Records
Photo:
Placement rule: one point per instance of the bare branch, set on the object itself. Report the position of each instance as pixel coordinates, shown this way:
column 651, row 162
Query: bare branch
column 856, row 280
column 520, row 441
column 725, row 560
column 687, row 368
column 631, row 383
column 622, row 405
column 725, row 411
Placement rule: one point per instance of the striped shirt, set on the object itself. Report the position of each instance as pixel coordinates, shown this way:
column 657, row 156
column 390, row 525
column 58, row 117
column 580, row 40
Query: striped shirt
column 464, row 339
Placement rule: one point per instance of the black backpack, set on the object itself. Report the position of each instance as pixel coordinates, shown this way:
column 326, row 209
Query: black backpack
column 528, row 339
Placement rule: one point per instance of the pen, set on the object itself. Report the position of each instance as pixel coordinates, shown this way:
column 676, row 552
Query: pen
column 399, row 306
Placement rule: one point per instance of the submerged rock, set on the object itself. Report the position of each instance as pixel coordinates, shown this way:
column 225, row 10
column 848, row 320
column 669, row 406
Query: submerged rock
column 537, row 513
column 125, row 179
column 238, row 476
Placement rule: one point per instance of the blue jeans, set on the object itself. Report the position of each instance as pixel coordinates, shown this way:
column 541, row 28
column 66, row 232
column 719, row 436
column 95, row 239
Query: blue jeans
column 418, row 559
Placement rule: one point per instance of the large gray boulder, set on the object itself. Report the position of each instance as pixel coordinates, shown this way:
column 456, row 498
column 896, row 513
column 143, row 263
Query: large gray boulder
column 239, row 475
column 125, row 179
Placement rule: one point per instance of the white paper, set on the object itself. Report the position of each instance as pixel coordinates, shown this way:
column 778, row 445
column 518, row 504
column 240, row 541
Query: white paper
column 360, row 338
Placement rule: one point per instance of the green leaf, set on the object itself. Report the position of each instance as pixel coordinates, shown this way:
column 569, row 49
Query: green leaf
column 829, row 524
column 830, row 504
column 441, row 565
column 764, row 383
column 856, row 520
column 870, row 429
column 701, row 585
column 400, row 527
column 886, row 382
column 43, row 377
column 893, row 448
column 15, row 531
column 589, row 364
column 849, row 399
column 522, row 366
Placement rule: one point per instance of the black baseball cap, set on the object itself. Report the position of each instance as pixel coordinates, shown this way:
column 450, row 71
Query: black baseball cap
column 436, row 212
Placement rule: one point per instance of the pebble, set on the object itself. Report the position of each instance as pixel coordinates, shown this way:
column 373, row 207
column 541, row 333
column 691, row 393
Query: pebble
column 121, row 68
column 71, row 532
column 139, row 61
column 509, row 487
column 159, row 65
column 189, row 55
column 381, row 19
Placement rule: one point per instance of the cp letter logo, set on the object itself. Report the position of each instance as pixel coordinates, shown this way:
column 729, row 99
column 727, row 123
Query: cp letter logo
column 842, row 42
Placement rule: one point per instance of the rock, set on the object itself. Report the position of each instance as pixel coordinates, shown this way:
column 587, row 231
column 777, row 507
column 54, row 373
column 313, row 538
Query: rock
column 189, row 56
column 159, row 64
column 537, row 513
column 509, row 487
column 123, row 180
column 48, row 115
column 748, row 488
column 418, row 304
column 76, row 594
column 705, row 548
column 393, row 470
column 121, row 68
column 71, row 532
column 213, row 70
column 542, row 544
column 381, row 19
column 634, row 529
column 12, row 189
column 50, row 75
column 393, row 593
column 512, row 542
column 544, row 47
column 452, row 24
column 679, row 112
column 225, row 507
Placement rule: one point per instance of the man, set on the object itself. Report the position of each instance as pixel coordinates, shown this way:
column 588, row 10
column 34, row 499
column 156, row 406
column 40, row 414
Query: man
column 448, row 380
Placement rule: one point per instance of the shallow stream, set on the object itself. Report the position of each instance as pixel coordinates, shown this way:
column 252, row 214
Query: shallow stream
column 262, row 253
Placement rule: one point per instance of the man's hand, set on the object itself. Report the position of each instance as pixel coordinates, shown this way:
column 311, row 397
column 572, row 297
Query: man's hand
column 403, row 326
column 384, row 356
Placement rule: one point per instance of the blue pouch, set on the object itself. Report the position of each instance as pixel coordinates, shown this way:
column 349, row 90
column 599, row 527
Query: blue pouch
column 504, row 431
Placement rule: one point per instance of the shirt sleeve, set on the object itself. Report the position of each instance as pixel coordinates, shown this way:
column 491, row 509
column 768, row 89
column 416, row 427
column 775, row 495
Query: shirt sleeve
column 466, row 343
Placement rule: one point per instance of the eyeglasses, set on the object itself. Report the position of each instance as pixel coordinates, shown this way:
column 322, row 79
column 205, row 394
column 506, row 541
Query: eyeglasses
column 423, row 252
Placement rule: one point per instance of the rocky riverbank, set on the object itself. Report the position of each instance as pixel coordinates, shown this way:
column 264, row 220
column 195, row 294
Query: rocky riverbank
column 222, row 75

GIVEN EXERCISE.
Return the lines above verbatim.

RESPONSE BELOW.
Photo:
Placement rule: one point per instance of the bare branch, set on the object itself. Report the position of each instance as pixel coordinates, shown this way:
column 651, row 162
Query: bare branch
column 856, row 280
column 520, row 441
column 725, row 560
column 687, row 368
column 631, row 383
column 622, row 405
column 725, row 411
Placement rule: one point per instance of the striped shirt, set on the object itself. Report the position of each instance as pixel coordinates, shown this way:
column 657, row 156
column 390, row 525
column 58, row 117
column 580, row 40
Query: striped shirt
column 464, row 339
Placement rule: one point per instance of the black backpack, set on the object itself. Report the position of each instance as pixel coordinates, shown this way:
column 326, row 209
Query: black backpack
column 528, row 339
Placement rule: one point per instance of the pen, set on the object itself. Report the position of each instance as pixel coordinates, shown this way:
column 676, row 552
Query: pen
column 399, row 306
Placement rule: one point per instance of the submerged rock, set on the object itself. Report the position of each instance as pixel coordinates, shown this way:
column 225, row 10
column 848, row 320
column 669, row 406
Query: submerged rock
column 537, row 513
column 125, row 179
column 238, row 476
Placement rule: one point per instance of the blue jeans, set on the object itself. Report the position of each instance as pixel coordinates, shown this way:
column 541, row 28
column 66, row 232
column 719, row 436
column 95, row 239
Query: blue jeans
column 418, row 559
Placement rule: one point per instance of the large gray boulder, set on the object itself. Report the position of each instance as pixel coordinates, shown this way:
column 456, row 498
column 896, row 513
column 143, row 263
Query: large gray boulder
column 239, row 475
column 125, row 179
Placement rule: one point per instance of the white paper, set on the object itself. Report the position of each instance as pixel coordinates, shown this way:
column 778, row 445
column 518, row 504
column 240, row 541
Query: white paper
column 360, row 338
Placement rule: one point per instance of the green leaf, set on the object itself. Report the position of each instance as pixel coordinates, shown this way:
column 569, row 49
Query: green leaf
column 829, row 524
column 830, row 504
column 441, row 565
column 764, row 383
column 856, row 520
column 870, row 429
column 701, row 585
column 400, row 527
column 886, row 382
column 43, row 377
column 893, row 448
column 15, row 531
column 589, row 364
column 849, row 399
column 522, row 366
Placement rule: one point per instance of the black baseball cap, set on the object itself. Report the position of each instance as pixel coordinates, shown this way:
column 450, row 71
Query: black baseball cap
column 436, row 212
Placement rule: one point per instance of the pebble, set on the object itself. Report the position of each instance as pixel coordinates, shown this way:
column 373, row 207
column 541, row 333
column 691, row 393
Query: pebble
column 121, row 68
column 71, row 532
column 139, row 61
column 509, row 487
column 159, row 65
column 189, row 55
column 381, row 19
Placement rule: one point per instance of the cp letter logo, set on the object itself. Report the position of each instance as pixel coordinates, shown this way:
column 729, row 99
column 727, row 123
Query: cp letter logo
column 842, row 42
Placement rule: one point per instance of the rock, set on the object itself. Report the position of each instance as pixel coordinates, shown this way:
column 587, row 231
column 777, row 507
column 54, row 373
column 313, row 538
Query: rock
column 189, row 56
column 159, row 64
column 537, row 513
column 509, row 487
column 123, row 180
column 48, row 115
column 748, row 488
column 418, row 304
column 76, row 594
column 705, row 548
column 393, row 470
column 121, row 68
column 71, row 532
column 213, row 70
column 542, row 544
column 381, row 19
column 634, row 529
column 12, row 189
column 50, row 75
column 393, row 593
column 512, row 542
column 544, row 47
column 452, row 24
column 679, row 112
column 225, row 507
Placement rule: one point per instance of the man, set on the object itself. Report the position of each instance as pixel coordinates, shown this way:
column 588, row 10
column 34, row 499
column 156, row 406
column 40, row 414
Query: man
column 448, row 380
Placement rule: one point per instance of the shallow stream, set on the object itself. Report the position of each instance as pixel coordinates, shown this way:
column 252, row 214
Query: shallow stream
column 262, row 253
Placement rule: one point per instance of the man's hand, set on the object itself. Report the position of each instance as pixel coordinates, shown this way:
column 311, row 397
column 572, row 297
Query: man's hand
column 403, row 326
column 384, row 356
Placement rule: one point per instance of the blue pouch, set on the object itself. Report the position of each instance as pixel coordinates, shown this way:
column 349, row 90
column 599, row 527
Query: blue pouch
column 504, row 431
Placement rule: one point per instance of the shirt sleeve, set on the object itself. Report the position of each instance as pixel coordinates, shown this way:
column 491, row 509
column 768, row 89
column 416, row 427
column 775, row 495
Query: shirt sleeve
column 466, row 343
Placement rule: one point per instance of the eyeglasses, set on the object itself. Report the position of each instance as pixel coordinates, shown this way:
column 322, row 79
column 205, row 394
column 506, row 541
Query: eyeglasses
column 423, row 252
Placement rule: one point per instance of the rocky riverbank, set on the object itself. Report the position of each instance as pixel coordinates, shown this way:
column 264, row 220
column 195, row 294
Query: rocky riverbank
column 222, row 75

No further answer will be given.